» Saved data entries
▶

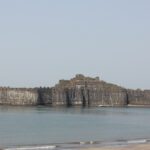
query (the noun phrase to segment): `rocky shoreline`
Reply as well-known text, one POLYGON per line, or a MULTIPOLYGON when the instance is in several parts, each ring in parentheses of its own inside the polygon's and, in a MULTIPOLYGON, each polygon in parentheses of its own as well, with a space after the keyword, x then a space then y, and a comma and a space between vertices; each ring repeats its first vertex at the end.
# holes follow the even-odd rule
POLYGON ((150 90, 132 90, 78 74, 48 88, 0 88, 0 105, 149 106, 150 90))

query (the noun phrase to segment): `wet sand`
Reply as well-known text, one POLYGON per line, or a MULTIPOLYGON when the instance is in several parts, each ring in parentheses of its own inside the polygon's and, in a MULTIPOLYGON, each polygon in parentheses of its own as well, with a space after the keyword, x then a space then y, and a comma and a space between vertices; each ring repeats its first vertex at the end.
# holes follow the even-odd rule
POLYGON ((81 150, 150 150, 150 144, 133 144, 128 146, 105 146, 105 147, 93 147, 83 148, 81 150))

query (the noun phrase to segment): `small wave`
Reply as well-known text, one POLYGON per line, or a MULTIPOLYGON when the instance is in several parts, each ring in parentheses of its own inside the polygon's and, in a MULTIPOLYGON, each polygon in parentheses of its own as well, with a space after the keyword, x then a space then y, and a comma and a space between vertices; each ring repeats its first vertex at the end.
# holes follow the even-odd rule
POLYGON ((6 148, 4 150, 51 150, 51 149, 55 149, 55 148, 56 148, 56 145, 47 145, 47 146, 6 148))
POLYGON ((128 144, 142 144, 142 143, 146 143, 146 142, 147 142, 146 139, 127 141, 128 144))

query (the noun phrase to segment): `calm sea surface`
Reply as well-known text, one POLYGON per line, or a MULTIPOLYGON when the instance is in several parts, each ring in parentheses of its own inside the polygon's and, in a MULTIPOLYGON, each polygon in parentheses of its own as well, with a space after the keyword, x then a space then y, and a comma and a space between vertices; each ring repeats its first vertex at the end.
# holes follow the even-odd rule
POLYGON ((150 108, 0 106, 0 146, 150 138, 150 108))

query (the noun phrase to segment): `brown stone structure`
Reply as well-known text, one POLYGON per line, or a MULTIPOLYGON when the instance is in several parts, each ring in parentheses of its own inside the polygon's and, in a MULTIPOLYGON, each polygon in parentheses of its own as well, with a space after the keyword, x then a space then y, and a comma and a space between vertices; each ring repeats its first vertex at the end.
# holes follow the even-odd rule
POLYGON ((78 74, 52 88, 0 88, 1 105, 127 106, 150 105, 150 90, 129 90, 99 77, 78 74))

◀

» Problem to work on
From the records given above, reproduce all text exactly and exclude each picture.

» Complete output
query (the noun phrase to segment): `rocky shoreline`
Reply as well-known text, one POLYGON per line, or a MULTIPOLYGON when the instance is in several parts, each ring in parentheses of its own inside the polygon's and, in a MULTIPOLYGON, each polygon in parentheses of its own as well, with a space after the keyword, x then a space then y, and a comma and a space between vertices; each ring repeats its first vertex at the end.
# holes follow the even-odd rule
POLYGON ((150 90, 132 90, 78 74, 48 88, 0 88, 0 105, 149 106, 150 90))

query (the noun phrase to segment): `wet sand`
Reply as well-known text, one POLYGON per line, or a MULTIPOLYGON when the instance is in several parts, each ring in parentheses of its own inside the polygon's and, in a MULTIPOLYGON, each polygon in parentheses of its own as well, with a space after the keyword, x then a space then y, and a comma and a space between vertices; each ring repeats its first vertex at the end.
# holes follow the even-odd rule
POLYGON ((81 150, 150 150, 150 144, 133 144, 128 146, 105 146, 105 147, 93 147, 83 148, 81 150))

query (the noun phrase to segment): `small wave`
Reply as well-known text, one POLYGON per line, or a MULTIPOLYGON when the instance is in several parts, each ring in parentheses of its own inside the polygon's and, in a MULTIPOLYGON, each polygon in parentheses of its own as well, with a space after the keyword, x then a space then y, and a comma and a space between vertices; each ring repeats its first vertex at the end.
# holes follow the even-odd rule
POLYGON ((6 148, 4 150, 51 150, 51 149, 55 149, 55 148, 56 148, 56 145, 47 145, 47 146, 6 148))
POLYGON ((128 144, 142 144, 142 143, 146 143, 146 142, 147 142, 146 139, 127 141, 128 144))

query (the noun phrase to segment): `calm sea surface`
Reply as well-known text, one POLYGON per line, or a MULTIPOLYGON when the instance is in several parts, each ring in parentheses of its own inside the polygon's and, in a MULTIPOLYGON, each polygon in parentheses of its own as well, with a space after the keyword, x then a space then y, and a comma and a space between vertices; each ring repeats its first vertex at the end.
# holes follow the even-odd rule
POLYGON ((150 108, 0 106, 0 146, 150 138, 150 108))

query (the noun phrase to segment): `brown stone structure`
Reply as well-known text, one POLYGON per line, or a MULTIPOLYGON when the instance is in several parts, each ring in parentheses of its own inside the polygon's and, in a MULTIPOLYGON, each polygon in parentheses of its own as well, with a space after the keyword, x then a space then y, and a comma and a space between vertices; each ring repeats its first vertex at the end.
# holes follow the even-odd rule
POLYGON ((78 74, 52 88, 0 88, 1 105, 127 106, 150 105, 150 90, 129 90, 99 77, 78 74))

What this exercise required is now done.